=== Extract to read ===
Habits are those patterns of behavior in our lives that have, through repetition, become ingrained and often unconscious routines. Good habits make our lives easier and better, bad ones make them worse and more difficult. A child, for example, having acquired the habit of neatness, enjoys a bedroom that is free of clutter. For a child without the habit of neatness, however, cleaning his room becomes stressful, defeating drudgery. An essential aspect of educating students, therefore, is to teach and encourage them in the formation of good habits. The importance and urgency we ascribe to habit formation results from the inescapable fact that any vacuum created by the absence of good habits is inevitably filled by corresponding and pernicious bad habits of behavior.

Good habits are formed through labor. We practice those things we desire as habits until they become effortless second nature. Few adults need to concentrate on holding a pencil correctly because it has become habit. For the five year old, however, the act of holding a pencil requires concentrated thought. Good habits ease our way. They are the rails on which the train of life runs.
=== Available data ===
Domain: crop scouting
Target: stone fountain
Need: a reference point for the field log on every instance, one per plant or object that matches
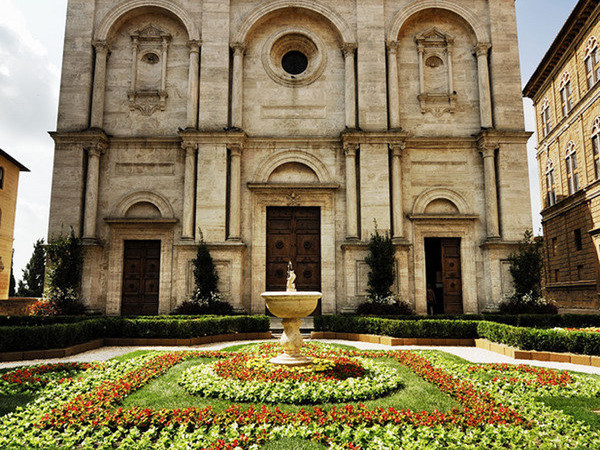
===
Instructions:
(1) Quote every sentence in the passage on habits that begins with the words "Good habits."
(2) Write the next paragraph of the passage on habits, picking up after its last sentence.

Responses to the exercise:
(1)
- Good habits make our lives easier and better, bad ones make them worse and more difficult.
- Good habits are formed through labor.
- Good habits ease our way.

(2)
The Habit of Attention

Perhaps no habit is more important in the education of a child than the intellectual habit of attention. It is the hallmark of an educated person. From the earliest grades, we train children at Ambleside to attend to whatever matter or material is before them. For example, by asking students to make a single reading of a selected text and then tell back what they have read, we help the child to develop and reinforce the habit of attention. This most valuable practice will pay back consistent and satisfying benefits throughout their lives in a wide variety of ways.

Education as a Discipline


It cannot be overstated that the Ambleside approach to education is a radical departure from long-established, mainstream classroom practice.  At the core is the principle that each student is responsible for his or her own education and accordingly there is a decided absence of cajoling, entreating, bribing and otherwise convincing students that they ought to learn. As such, ownership of responsibility is transferred and the adventure of a lifetime of learning begins. Education becomes a desired discipline that students are naturally attracted to by the richness of discovery as they navigate great works of literature, music, art and science among many fields of study.

As this journey progresses, Ambleside teachers go beyond merely measuring academic performance, focusing also on the kind of person a student is becoming.

  • Does he give focused attention to the task at hand?
  • Does she put forth consistent effort?
  • Is he thorough?
  • Does she show proper respect to authority?
  • Does he relate well to his peers?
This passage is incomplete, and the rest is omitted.